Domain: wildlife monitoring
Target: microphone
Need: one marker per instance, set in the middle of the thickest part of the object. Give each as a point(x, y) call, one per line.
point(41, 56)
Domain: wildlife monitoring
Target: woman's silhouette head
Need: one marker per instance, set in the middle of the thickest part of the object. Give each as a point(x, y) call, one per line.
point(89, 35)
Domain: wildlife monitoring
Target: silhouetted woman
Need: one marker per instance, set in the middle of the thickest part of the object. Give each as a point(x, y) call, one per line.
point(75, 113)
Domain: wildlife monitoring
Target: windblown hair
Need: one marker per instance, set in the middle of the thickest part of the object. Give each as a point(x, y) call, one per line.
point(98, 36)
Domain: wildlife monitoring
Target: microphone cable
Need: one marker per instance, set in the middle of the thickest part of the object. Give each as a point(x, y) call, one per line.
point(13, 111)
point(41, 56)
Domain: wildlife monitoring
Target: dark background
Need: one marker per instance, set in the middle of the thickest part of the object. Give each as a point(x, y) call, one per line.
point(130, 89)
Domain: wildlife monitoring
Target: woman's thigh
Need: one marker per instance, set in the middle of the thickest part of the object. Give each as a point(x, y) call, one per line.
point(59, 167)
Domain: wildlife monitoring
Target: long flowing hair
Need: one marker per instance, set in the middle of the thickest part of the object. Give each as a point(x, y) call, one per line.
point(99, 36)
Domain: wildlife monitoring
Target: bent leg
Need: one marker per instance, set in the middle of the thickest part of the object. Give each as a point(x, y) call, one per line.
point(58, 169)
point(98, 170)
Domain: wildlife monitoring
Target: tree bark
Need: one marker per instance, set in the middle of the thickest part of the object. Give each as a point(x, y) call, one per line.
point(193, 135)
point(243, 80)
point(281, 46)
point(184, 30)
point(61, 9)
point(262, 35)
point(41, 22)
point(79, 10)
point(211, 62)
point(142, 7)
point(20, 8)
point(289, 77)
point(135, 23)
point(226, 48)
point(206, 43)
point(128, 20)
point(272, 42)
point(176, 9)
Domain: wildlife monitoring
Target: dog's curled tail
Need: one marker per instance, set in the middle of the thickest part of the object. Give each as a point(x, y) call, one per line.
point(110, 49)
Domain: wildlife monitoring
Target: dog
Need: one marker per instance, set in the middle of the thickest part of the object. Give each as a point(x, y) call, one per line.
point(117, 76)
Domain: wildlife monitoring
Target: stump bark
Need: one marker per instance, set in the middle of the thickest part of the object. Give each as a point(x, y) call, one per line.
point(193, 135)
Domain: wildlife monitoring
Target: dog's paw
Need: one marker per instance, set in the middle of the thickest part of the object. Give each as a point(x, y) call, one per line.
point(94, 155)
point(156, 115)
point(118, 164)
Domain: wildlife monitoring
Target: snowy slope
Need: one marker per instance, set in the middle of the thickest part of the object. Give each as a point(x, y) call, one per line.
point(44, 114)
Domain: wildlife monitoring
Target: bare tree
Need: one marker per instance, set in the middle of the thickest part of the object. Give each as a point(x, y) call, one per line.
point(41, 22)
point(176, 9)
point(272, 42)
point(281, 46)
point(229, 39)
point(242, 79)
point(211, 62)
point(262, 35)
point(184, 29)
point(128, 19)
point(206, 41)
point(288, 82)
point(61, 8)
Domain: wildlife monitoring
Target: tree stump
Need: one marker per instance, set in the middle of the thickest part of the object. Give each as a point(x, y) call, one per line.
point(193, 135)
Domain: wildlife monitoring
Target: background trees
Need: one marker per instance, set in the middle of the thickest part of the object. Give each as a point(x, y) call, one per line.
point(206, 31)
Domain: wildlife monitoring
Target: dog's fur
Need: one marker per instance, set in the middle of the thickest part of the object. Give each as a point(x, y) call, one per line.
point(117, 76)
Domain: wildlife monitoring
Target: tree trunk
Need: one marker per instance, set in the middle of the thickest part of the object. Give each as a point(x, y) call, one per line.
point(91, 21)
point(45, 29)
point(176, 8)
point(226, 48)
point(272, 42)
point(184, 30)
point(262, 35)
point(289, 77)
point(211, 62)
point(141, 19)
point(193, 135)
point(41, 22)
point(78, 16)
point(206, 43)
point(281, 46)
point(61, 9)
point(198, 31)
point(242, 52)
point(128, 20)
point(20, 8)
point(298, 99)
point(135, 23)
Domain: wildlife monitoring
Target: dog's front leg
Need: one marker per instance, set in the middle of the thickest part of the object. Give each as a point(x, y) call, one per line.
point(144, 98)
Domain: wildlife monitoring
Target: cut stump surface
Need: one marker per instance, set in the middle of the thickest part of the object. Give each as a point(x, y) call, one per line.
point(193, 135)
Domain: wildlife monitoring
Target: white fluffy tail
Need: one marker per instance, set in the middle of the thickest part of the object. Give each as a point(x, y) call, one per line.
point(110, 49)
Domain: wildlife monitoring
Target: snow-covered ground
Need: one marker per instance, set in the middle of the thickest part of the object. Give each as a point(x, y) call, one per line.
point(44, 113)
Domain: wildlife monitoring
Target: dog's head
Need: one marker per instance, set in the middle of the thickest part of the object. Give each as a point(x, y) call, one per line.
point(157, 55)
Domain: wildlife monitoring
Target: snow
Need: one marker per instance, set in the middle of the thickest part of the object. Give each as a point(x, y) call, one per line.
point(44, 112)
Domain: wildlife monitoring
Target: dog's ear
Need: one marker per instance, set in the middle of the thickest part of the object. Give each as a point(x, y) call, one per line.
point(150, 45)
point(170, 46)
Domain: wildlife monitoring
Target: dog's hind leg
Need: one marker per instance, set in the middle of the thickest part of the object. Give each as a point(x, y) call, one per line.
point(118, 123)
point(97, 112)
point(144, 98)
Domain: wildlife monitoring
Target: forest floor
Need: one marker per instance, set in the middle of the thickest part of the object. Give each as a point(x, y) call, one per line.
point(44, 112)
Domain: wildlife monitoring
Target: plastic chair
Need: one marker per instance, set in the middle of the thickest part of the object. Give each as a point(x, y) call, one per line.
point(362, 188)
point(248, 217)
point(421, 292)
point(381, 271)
#####
» **What needs to be done**: Extract every row above and reproduce each one word for word, in its original order.

» **Problem solution**:
Domain: wildlife monitoring
Target: microphone
Need: one marker per instance, set in the middle of the thickest part of the object. Give each as a point(x, y) call, one per line.
point(41, 56)
Domain: wildlife monitoring
Target: woman's silhouette head
Need: one marker per instance, set in the middle of the thickest part of the object. Give each as a point(x, y) call, one per line.
point(89, 35)
Domain: wildlife monitoring
Target: silhouetted woman
Need: one marker per instance, set in the middle of the thickest part of the object. Give each as a point(x, y) call, one per line.
point(75, 113)
Domain: wildlife monitoring
Target: windblown hair
Need: one marker per instance, set in the middle of the thickest part of the object. Give each as a point(x, y) call, one per line.
point(98, 36)
Domain: wildlife monitoring
Target: microphone cable
Need: one marker per instance, set in the middle of the thickest part of the object. Give each as a point(x, y) call, one per line.
point(13, 111)
point(41, 56)
Domain: wildlife monitoring
Target: dark background
Need: one marker per instance, set in the middle of the thickest part of the object. Give each as a point(x, y) call, one per line.
point(130, 89)
Domain: wildlife monitoring
Target: woman's thigh
Need: one marker per instance, set in the middle of the thickest part of the object. Give each as a point(x, y) call, one per line.
point(59, 167)
Domain: wildlife monitoring
Target: long flowing hair
Need: one marker per instance, set in the middle of the thickest part of the object. Give each as a point(x, y) call, one per line.
point(99, 36)
Domain: wildlife monitoring
Target: bent leg
Need: one marker per instance, set in the middle of the thickest part of the object. Give each as a point(x, y) call, one per line.
point(58, 169)
point(98, 170)
Domain: wildlife monitoring
Target: tree bark
Need: one marker per instance, set in the middle of the thickest part of the object. Give each as a point(x, y) call, one per line.
point(193, 135)
point(243, 80)
point(281, 46)
point(184, 30)
point(61, 9)
point(262, 35)
point(41, 22)
point(79, 10)
point(211, 62)
point(142, 7)
point(20, 8)
point(289, 77)
point(135, 23)
point(226, 48)
point(206, 43)
point(128, 20)
point(272, 42)
point(176, 9)
Domain: wildlife monitoring
Target: dog's curled tail
Need: one marker per instance, set in the middle of the thickest part of the object. Give each as a point(x, y) call, one per line.
point(110, 49)
Domain: wildlife monitoring
Target: dog
Need: one marker per instance, set in the middle of the thickest part of the object. Give each as a point(x, y) call, one per line.
point(117, 76)
Domain: wildlife monitoring
Target: stump bark
Need: one marker per instance, set in the middle of the thickest part of the object. Give each as a point(x, y) call, one per line.
point(193, 135)
Domain: wildlife monitoring
Target: dog's paw
Need: one marker per instance, set in the middle of the thickest part of the object. Give each as a point(x, y) call, one per line.
point(94, 155)
point(156, 115)
point(118, 164)
Domain: wildlife monitoring
Target: snowy slope
Need: one marker per instance, set in the middle of the thickest part of the object. Give each as a point(x, y) call, one per line.
point(44, 114)
Domain: wildlife monitoring
Target: bare tree
Need: one marker per instance, set in the middle of the thickest part of the object. Give each as a point(x, y) call, one per line.
point(41, 22)
point(176, 9)
point(272, 42)
point(281, 46)
point(229, 39)
point(242, 79)
point(211, 62)
point(262, 35)
point(184, 29)
point(128, 19)
point(206, 41)
point(288, 82)
point(61, 8)
Domain: wildlife monitoring
Target: tree stump
Need: one marker per instance, set in the middle of the thickest part of the object. Give each as a point(x, y) call, one per line.
point(193, 135)
Domain: wildlife monitoring
Target: background trees
Need: one marker per instance, set in the middle of the thickest part of the object. Give each as a point(x, y) call, one per line.
point(206, 31)
Domain: wildlife monitoring
Target: dog's fur
Need: one marker per instance, set in the middle of the thickest part of the object. Give each as a point(x, y) call, one per line.
point(117, 76)
Domain: wildlife monitoring
Target: tree trunk
Need: one marker per instance, set in the middle of the thickest part of the object. Give each as a point(x, y) call, one per line.
point(91, 21)
point(45, 29)
point(176, 8)
point(226, 48)
point(272, 42)
point(184, 30)
point(262, 35)
point(289, 77)
point(211, 62)
point(141, 19)
point(193, 135)
point(41, 22)
point(78, 16)
point(206, 43)
point(281, 46)
point(61, 9)
point(198, 31)
point(242, 52)
point(128, 20)
point(20, 8)
point(298, 99)
point(135, 23)
Domain: wildlife monitoring
Target: dog's front leg
Need: one marker per instance, set in the middle of the thickest part of the object. Give each as a point(x, y) call, one per line.
point(144, 98)
Domain: wildlife monitoring
Target: cut stump surface
Need: one marker per instance, set in the middle of the thickest part of the object. Give each as a point(x, y) call, one per line.
point(193, 135)
Domain: wildlife monitoring
Target: white fluffy tail
Need: one marker per instance, set in the middle of the thickest part of the object. Give each as a point(x, y) call, one per line.
point(110, 49)
Domain: wildlife monitoring
Target: snow-covered ground
Need: one marker per instance, set in the middle of the thickest part of the object. Give each as a point(x, y) call, one per line.
point(44, 113)
Domain: wildlife monitoring
Target: dog's head
Need: one marker per instance, set in the middle of the thickest part of the object. Give each as a point(x, y) call, one per line.
point(157, 55)
Domain: wildlife monitoring
Target: snow
Need: one marker per instance, set in the middle of the thickest part of the object. Give each as a point(x, y) call, one per line.
point(44, 112)
Domain: wildlife monitoring
Target: dog's ear
Need: one marker per instance, set in the middle of the thickest part of the object. Give each as a point(x, y) call, one per line.
point(150, 45)
point(170, 46)
Domain: wildlife monitoring
Target: dog's hind leg
Need: one marker per instance, set in the middle of the thickest part of the object. Give each as a point(x, y) call, one per line.
point(118, 123)
point(97, 112)
point(144, 98)
Domain: wildlife monitoring
Target: forest floor
Need: one marker per instance, set in the middle of the thickest part of the object. Give each as a point(x, y) call, one per line.
point(44, 112)
Domain: wildlife monitoring
Target: plastic chair
Need: one marker per instance, set in the middle of the thickest part of the object. Give each as a point(x, y) call, one per line.
point(362, 188)
point(248, 217)
point(421, 292)
point(381, 271)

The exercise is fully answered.